§ Document segment:
The upgrades have included adding double high roller mills as well as a new horizontal batch mixer that makes a more homogeneous product. The company also added a new 3,000-tonne flat storage warehouse.

The old bagging plant was gutted and replaced with latest-technology Buhler bagging machines. Namilco said bagging at the plant has become more accurate by weight, more efficient and more hygienic. It is also more easily operated with fewer workers and is better ergonomically for workers.

An automated Buhler microwave water-addition system calculates the proper required moisture level to assure uniformity of wheat for milling and consistency in finished products. An automated ingredient feeder assures consistent flour quality with no fluctuations at any stage. New electronic scales and controls for real-time monitoring of mill performance make it possible to react quickly to problems.

In terms of trying to maximize efficiencies, Namilco faces several challenges, especially related to high wheat prices and high energy and freight costs. Guyana Power & Light’s rate, although subsidized by the government, is still high at 30¢ per kilowatt-hour. For relief, Namilco intends to self-generate its power. The mill has two 500-kilowatt diesel generators that can only power one part of the operation (such as the mill system or discharging a wheat ship). Namilco intends to add capacity to power the whole plant.

§ Aim 1:
Answer these questions about the passage on the Namilco mill upgrades, one answer a line:
(a) How large is the new flat storage warehouse the company added?
(b) Which company's machines replaced the old bagging plant?
(c) What rate does Guyana Power & Light charge per kilowatt-hour?

§ Dataset records:
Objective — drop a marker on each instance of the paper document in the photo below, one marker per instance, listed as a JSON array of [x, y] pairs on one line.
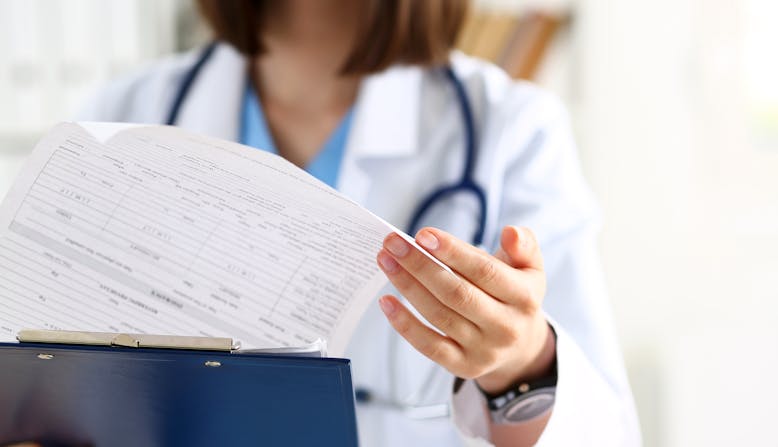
[[156, 230]]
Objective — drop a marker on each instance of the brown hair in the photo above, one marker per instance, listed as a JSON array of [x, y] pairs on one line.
[[393, 31]]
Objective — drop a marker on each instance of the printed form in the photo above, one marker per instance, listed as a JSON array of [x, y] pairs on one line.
[[155, 230]]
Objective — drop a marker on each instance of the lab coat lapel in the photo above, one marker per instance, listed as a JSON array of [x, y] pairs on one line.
[[385, 125], [213, 104]]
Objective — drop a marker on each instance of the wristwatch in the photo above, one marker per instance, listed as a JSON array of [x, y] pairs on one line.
[[524, 400]]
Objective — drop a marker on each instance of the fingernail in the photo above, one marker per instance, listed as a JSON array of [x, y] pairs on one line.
[[386, 306], [428, 240], [387, 263], [522, 235], [396, 246]]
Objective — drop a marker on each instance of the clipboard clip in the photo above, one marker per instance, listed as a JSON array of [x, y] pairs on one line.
[[127, 340]]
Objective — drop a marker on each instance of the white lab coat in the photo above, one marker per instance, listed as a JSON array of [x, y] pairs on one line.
[[407, 138]]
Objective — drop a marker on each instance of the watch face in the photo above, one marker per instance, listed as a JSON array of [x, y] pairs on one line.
[[529, 406]]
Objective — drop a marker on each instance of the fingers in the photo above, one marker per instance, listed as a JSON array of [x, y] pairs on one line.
[[436, 347], [439, 315], [459, 295], [504, 281], [520, 248]]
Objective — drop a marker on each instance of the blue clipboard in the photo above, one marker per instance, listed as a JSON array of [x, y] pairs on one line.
[[117, 396]]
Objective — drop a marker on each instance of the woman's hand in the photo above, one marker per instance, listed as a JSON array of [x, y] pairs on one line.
[[493, 329]]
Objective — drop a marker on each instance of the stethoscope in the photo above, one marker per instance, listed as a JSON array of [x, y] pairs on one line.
[[465, 185]]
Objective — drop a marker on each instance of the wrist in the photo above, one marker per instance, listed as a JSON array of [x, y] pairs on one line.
[[539, 364]]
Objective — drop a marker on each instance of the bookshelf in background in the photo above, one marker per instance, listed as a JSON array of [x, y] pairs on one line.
[[517, 42]]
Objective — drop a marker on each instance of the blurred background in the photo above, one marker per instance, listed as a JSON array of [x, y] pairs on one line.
[[675, 104]]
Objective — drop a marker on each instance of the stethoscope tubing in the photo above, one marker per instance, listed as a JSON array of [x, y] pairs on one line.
[[465, 184]]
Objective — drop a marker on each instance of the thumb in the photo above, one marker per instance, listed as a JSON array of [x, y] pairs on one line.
[[519, 248]]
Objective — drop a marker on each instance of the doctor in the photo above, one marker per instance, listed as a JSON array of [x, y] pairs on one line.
[[368, 96]]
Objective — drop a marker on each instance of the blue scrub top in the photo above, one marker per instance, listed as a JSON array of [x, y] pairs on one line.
[[255, 132]]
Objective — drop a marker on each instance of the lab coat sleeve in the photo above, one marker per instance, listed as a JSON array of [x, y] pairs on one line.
[[542, 187], [586, 412]]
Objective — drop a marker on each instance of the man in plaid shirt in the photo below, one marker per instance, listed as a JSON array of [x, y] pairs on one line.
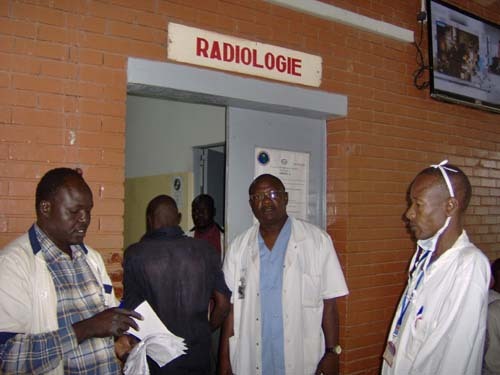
[[57, 305]]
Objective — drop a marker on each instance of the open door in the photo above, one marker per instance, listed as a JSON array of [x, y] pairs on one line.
[[250, 129]]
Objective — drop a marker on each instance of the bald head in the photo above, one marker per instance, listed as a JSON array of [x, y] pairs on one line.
[[162, 212], [275, 181], [458, 180]]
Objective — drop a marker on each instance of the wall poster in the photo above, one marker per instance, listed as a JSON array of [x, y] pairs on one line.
[[292, 168]]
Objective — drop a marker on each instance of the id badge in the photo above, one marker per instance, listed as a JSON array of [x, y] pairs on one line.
[[390, 353], [241, 288]]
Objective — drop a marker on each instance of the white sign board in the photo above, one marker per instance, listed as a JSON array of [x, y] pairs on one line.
[[206, 48], [292, 168]]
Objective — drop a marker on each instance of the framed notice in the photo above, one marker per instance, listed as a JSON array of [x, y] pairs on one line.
[[292, 168]]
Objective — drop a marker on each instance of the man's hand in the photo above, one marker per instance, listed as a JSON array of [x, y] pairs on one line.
[[329, 365], [123, 345], [110, 322]]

§ Aim 2:
From the listing, repeat word for word the lines starting at the one containing "Objective — drop a marker on each instance of the wristwatch" and ending at the one containing "[[524, 400]]".

§ Full solution 1:
(a) 3,000 tonnes
(b) Buhler
(c) 30¢ per kilowatt-hour

§ Full solution 2:
Objective — drop a marker on each instance of the wristwatch in the photo above, one marker per instance, listed as a JSON array of [x, y] pairs on one line.
[[524, 400]]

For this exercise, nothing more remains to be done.